Input records.
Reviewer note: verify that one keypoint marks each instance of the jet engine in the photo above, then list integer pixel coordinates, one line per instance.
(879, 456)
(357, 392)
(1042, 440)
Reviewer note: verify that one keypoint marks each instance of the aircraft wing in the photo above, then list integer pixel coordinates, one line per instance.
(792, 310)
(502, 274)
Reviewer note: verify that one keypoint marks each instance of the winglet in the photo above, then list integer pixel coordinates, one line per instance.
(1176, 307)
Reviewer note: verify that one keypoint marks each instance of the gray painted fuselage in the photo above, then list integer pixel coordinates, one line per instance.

Required action. Without any change, reproduce the listing above in full.

Written answer.
Reviewer note: verify that one keypoint marks each instance of the jet engine in the photo above, then list integer pixel coordinates, one line per instance.
(879, 456)
(357, 392)
(1042, 440)
Reviewer note: verify that one keypoint marks each instance of the aircraft wing in the photo above, then list integer pixel coordinates, one line per instance.
(792, 310)
(502, 274)
Reviewer note: verify that one keypoint marks each instance of the winglet in the photo above, then list integer pixel coordinates, one line per instance.
(1176, 307)
Reviewer note: verify that one keypoint marks each instance of the gray painted fuselage in the photo above, then list integer pixel coordinates, one line per instance.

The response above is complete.